▸ TASK INSTRUCTIONS
Nothing but the line with "Guideline: put one point on each instance of the tree foliage" and the lines after it, through the end of the records below, is to be repeated, exactly as it is.

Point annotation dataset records
[START]

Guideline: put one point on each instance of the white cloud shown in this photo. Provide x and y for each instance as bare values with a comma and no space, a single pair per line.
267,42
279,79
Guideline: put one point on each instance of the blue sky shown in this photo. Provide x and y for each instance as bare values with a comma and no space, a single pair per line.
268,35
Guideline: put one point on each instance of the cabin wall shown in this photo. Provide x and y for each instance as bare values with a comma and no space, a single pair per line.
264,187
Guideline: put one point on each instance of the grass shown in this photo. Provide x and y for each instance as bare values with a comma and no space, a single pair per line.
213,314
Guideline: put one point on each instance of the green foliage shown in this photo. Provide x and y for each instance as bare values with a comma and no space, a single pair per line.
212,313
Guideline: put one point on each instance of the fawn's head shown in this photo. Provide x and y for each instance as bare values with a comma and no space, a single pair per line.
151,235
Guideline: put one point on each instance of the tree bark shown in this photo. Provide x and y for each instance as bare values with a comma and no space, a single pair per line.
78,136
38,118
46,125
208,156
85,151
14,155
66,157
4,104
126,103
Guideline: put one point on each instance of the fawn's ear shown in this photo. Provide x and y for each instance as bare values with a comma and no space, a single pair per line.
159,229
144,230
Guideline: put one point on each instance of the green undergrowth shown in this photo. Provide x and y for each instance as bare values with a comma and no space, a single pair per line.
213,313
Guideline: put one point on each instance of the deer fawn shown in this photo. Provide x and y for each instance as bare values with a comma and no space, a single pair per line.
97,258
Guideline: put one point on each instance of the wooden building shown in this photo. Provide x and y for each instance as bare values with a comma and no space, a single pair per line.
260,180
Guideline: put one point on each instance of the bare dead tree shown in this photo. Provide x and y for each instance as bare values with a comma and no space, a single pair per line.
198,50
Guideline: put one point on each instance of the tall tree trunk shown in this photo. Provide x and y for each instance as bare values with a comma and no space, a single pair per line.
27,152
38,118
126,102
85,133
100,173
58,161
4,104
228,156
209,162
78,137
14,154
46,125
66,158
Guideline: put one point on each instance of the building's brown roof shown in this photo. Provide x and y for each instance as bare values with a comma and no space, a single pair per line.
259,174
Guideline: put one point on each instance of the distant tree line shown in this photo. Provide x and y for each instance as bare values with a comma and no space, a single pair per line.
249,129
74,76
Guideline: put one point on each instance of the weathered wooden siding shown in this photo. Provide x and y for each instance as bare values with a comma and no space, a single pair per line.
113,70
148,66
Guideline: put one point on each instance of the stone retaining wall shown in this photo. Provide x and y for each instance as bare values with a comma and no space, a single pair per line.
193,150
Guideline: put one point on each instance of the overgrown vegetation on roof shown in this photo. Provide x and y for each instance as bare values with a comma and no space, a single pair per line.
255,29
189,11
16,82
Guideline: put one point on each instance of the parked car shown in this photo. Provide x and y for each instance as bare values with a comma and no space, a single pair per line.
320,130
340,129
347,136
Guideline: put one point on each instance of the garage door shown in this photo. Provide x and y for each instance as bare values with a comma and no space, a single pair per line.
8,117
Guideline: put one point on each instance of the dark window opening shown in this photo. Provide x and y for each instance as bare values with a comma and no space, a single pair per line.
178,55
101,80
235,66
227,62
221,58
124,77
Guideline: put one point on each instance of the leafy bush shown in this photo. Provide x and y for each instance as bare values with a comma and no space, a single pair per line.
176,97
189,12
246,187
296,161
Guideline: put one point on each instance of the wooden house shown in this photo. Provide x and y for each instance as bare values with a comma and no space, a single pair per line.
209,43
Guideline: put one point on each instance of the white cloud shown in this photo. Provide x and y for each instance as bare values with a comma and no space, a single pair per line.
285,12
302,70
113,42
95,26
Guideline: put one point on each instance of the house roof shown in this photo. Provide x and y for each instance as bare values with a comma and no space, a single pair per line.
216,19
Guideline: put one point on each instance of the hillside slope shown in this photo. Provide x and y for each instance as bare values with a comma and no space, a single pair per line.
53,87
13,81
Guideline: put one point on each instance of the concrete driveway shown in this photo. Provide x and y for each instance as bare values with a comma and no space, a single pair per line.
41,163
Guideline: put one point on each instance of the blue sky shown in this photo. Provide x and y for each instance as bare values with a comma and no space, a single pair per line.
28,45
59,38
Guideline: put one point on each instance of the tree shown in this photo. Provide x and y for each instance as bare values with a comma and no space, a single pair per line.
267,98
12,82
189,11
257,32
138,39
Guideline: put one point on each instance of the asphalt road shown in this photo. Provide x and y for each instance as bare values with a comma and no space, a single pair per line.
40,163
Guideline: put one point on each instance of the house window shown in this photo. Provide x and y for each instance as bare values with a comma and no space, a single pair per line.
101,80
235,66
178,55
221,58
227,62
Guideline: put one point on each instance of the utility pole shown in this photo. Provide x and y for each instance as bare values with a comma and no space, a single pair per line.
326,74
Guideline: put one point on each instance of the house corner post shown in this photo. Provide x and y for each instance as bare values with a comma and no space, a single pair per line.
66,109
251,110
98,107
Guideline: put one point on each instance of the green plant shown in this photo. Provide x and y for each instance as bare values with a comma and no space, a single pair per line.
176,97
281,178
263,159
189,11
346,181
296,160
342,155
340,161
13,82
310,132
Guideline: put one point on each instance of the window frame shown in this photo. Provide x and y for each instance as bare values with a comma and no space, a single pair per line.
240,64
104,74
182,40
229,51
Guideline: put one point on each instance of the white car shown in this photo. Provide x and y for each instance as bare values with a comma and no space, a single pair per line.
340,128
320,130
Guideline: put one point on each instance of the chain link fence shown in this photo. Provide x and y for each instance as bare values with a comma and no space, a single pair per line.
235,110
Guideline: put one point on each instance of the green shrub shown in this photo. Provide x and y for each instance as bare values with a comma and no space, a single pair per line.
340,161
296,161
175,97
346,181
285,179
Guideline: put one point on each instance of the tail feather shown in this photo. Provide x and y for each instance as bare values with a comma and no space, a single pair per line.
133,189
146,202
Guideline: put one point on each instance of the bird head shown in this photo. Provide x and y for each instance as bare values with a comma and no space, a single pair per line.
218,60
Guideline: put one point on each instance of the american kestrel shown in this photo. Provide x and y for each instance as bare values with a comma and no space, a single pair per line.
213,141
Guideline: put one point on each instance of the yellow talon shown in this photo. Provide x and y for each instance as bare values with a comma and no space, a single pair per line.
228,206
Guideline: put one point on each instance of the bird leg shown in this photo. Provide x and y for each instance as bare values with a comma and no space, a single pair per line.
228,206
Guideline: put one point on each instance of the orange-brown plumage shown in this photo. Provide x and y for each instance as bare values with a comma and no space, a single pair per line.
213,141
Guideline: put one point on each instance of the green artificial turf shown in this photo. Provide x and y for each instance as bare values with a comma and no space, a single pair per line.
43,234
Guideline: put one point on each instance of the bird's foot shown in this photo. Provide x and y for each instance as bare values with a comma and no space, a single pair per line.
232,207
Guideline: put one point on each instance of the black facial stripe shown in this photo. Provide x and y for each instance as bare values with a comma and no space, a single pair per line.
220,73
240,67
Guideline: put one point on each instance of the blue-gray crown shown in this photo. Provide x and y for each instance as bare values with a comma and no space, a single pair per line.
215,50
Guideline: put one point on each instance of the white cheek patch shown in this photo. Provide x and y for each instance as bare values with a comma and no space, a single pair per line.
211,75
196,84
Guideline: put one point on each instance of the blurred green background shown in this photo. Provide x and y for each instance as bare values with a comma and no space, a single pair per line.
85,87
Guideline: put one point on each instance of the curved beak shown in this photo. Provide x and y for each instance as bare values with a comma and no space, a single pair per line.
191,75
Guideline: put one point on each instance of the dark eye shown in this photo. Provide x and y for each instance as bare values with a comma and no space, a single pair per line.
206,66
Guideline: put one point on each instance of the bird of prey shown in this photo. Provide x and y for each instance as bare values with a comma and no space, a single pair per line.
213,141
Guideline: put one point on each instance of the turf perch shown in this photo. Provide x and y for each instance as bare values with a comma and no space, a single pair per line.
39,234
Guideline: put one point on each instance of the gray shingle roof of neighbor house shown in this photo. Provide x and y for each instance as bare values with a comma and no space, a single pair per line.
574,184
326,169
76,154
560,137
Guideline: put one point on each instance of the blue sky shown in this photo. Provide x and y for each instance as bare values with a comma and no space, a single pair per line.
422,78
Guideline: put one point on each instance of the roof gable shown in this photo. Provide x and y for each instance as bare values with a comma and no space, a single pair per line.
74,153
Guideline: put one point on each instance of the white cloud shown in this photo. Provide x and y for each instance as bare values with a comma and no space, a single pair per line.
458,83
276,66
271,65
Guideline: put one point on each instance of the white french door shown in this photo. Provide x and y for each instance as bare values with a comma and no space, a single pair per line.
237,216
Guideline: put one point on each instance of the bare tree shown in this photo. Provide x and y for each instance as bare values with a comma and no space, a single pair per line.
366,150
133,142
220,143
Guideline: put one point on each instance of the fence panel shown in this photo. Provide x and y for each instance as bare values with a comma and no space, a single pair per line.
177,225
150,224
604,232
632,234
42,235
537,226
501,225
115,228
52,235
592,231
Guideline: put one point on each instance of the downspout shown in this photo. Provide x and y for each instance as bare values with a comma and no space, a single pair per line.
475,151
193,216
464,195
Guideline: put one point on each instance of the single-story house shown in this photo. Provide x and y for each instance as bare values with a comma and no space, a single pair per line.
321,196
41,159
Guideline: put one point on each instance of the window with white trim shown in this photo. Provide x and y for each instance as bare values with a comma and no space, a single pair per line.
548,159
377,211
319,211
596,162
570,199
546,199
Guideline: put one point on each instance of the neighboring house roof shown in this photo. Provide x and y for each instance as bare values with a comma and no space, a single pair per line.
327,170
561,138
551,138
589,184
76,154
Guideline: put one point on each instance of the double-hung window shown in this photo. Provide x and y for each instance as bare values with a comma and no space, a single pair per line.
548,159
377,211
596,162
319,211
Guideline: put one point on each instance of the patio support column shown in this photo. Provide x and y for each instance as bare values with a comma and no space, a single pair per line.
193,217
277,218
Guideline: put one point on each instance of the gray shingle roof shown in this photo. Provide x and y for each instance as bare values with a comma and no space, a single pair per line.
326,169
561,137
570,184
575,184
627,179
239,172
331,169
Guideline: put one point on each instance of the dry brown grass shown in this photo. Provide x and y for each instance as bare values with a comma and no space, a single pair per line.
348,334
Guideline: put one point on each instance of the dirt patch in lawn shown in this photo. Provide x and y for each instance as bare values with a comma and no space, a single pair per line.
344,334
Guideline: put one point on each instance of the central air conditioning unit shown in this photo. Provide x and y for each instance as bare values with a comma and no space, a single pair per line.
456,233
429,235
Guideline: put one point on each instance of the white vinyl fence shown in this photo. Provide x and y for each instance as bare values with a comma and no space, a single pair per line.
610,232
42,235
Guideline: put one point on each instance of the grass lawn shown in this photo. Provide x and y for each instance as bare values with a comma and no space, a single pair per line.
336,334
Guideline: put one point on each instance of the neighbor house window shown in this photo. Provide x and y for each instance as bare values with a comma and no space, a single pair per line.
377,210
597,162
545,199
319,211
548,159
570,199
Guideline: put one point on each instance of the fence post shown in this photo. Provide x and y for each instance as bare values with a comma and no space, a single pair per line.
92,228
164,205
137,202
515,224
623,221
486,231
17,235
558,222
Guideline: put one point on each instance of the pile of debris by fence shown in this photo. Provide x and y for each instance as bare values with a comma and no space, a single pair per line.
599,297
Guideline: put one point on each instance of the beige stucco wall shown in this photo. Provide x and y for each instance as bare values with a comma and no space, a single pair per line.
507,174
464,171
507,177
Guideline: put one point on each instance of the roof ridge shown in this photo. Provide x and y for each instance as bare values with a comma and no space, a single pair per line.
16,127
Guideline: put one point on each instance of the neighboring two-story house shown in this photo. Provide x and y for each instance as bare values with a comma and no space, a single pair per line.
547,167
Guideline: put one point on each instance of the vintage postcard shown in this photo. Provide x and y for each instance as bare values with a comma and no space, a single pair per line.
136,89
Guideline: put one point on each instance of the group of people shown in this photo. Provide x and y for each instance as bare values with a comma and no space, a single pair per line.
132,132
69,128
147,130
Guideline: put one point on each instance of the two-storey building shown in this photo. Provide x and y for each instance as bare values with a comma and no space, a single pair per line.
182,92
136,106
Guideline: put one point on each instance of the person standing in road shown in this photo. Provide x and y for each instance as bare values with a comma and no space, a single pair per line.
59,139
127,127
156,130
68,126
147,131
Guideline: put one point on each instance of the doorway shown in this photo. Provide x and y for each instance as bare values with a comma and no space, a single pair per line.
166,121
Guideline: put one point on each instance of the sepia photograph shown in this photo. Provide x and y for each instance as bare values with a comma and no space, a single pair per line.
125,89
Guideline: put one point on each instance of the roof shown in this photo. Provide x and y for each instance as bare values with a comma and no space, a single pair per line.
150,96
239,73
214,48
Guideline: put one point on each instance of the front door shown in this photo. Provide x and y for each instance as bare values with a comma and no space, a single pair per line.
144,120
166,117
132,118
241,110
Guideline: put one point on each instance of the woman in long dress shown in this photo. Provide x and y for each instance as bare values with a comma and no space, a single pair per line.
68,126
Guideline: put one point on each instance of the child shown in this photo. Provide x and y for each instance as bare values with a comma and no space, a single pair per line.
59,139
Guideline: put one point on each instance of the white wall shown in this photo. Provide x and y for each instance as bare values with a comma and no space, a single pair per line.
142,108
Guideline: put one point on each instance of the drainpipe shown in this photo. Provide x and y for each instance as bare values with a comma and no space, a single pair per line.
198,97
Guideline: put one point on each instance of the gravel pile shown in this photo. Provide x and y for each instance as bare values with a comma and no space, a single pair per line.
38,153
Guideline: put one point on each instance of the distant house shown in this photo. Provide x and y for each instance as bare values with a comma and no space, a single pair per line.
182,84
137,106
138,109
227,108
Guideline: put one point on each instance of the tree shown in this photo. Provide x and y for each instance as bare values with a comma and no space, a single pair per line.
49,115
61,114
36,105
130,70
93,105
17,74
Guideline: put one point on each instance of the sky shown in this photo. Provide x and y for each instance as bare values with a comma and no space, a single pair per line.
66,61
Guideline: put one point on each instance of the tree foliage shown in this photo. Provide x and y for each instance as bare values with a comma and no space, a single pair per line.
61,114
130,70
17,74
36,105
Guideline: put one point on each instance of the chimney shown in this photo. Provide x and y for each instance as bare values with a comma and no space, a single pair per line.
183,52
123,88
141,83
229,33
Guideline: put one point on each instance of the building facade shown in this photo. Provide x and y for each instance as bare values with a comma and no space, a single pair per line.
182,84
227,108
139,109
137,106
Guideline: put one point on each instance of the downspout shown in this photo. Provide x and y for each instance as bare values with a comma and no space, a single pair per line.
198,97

[END]

▸ RESULT FOR THIS EXERCISE
Guideline: put one point on each instance of the tree foliage shown in this photo. Provide x and y for each instance as bare values with a comma and no space, a single pair per line.
61,114
130,70
17,74
36,105
Guideline: put one point on each instance of the chimney shown in this photo. Provide x and y for each instance as bare values with a comma and no space, a single pair per line.
183,52
123,88
141,83
229,33
Guideline: put one point on each instance of the building facade shown in this photo. Provide x and y for each instance as bare values with a comma and no space, a single pair per line.
182,84
227,108
139,109
137,106
Guideline: put one point on each instance of the downspout shown in this photo. Provide x and y for each instance as bare values with a comma and no space, a single pair per line.
198,97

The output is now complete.